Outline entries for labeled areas
::::

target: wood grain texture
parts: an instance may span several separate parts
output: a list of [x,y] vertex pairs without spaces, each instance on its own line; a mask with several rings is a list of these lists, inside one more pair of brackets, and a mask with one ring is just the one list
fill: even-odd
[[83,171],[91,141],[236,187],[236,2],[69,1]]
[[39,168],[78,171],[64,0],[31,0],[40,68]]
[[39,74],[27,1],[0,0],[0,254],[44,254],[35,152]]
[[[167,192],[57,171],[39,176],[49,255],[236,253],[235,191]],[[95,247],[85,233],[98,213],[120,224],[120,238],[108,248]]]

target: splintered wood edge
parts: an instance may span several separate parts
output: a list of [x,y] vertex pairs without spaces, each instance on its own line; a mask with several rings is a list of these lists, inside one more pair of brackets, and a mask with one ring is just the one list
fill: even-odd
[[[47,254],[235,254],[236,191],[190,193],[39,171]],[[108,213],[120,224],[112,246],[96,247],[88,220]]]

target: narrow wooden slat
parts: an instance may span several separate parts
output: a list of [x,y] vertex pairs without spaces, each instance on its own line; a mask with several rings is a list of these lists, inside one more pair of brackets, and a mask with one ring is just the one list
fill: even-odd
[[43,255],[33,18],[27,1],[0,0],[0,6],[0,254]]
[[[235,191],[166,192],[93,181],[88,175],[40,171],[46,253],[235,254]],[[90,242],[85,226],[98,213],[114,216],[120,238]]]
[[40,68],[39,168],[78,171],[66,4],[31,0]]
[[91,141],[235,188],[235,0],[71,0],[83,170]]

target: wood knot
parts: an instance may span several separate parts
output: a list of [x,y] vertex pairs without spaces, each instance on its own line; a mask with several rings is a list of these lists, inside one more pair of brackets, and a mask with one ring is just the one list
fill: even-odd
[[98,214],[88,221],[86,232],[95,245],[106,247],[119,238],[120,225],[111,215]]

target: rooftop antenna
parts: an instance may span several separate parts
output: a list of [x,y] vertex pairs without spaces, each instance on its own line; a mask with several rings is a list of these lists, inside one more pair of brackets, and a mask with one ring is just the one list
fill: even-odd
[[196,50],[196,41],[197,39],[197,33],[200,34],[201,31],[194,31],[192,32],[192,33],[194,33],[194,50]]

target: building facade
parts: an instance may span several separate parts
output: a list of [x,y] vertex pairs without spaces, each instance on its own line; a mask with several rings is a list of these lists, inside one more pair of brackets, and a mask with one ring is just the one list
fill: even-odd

::::

* _Given instruction_
Reproduce every one of the records above verbatim, line for line.

* _Response below_
target: wood grain texture
parts: an instance may span several separate parts
output: a list of [x,y] vertex pairs without spaces, each instance on its own line; a mask with several rings is a list of these lists, inside one more pair of brackets, and a mask with one ring is just the one list
fill: even-odd
[[83,171],[91,141],[236,187],[236,2],[69,1]]
[[39,168],[78,171],[64,0],[31,0],[40,68]]
[[39,74],[27,1],[0,0],[0,254],[44,254],[35,152]]
[[[167,192],[57,171],[39,176],[49,255],[236,253],[235,191]],[[95,247],[85,233],[98,213],[120,224],[120,238],[108,248]]]

target: splintered wood edge
parts: an instance may span several separate parts
output: a list of [x,y] vertex pairs without spaces, each instance on its own line; a mask with several rings is a list of these lists, inside one more pair of brackets, and a mask with one ring is just the one list
fill: even-odd
[[[47,254],[235,254],[236,191],[190,193],[39,171]],[[108,213],[120,224],[112,246],[96,247],[88,220]]]

target: narrow wooden slat
parts: an instance may span several separate parts
output: a list of [x,y] vertex pairs without spaces, each instance on its own line; a mask with several rings is a list of these lists, inside one more pair of brackets, and a mask with one ring is just the one list
fill: even-odd
[[43,255],[33,18],[27,1],[0,0],[0,6],[0,254]]
[[[235,191],[166,192],[93,181],[88,175],[40,171],[46,253],[235,254]],[[90,242],[85,226],[98,213],[114,216],[120,238]]]
[[40,68],[39,168],[78,171],[66,4],[31,0]]
[[91,141],[235,188],[235,0],[71,0],[83,170]]

target: wood knot
parts: an instance may span several separate parts
output: a list of [x,y] vertex pairs without spaces, each instance on its own line; a mask with several rings is a list of these lists, inside one more pair of brackets, and a mask with one ring is just the one list
fill: even-odd
[[98,214],[88,221],[86,232],[95,245],[106,247],[119,238],[120,225],[111,215]]

target: rooftop antenna
parts: an instance may span several separate parts
output: a list of [x,y] vertex pairs without spaces, each instance on its own line; a mask with several rings is a list of these lists, inside one more pair of brackets, and a mask with one ring is just the one list
fill: even-odd
[[196,50],[196,41],[197,39],[197,33],[200,34],[201,31],[194,31],[192,32],[192,33],[194,33],[194,50]]

target: building facade
parts: an instance may span several separate parts
output: a list of [x,y] vertex pairs without spaces, each instance on its own line; a mask with several rings is a list of these lists, inside one more pair of brackets, and a mask with one ring is just the one list
fill: even-odd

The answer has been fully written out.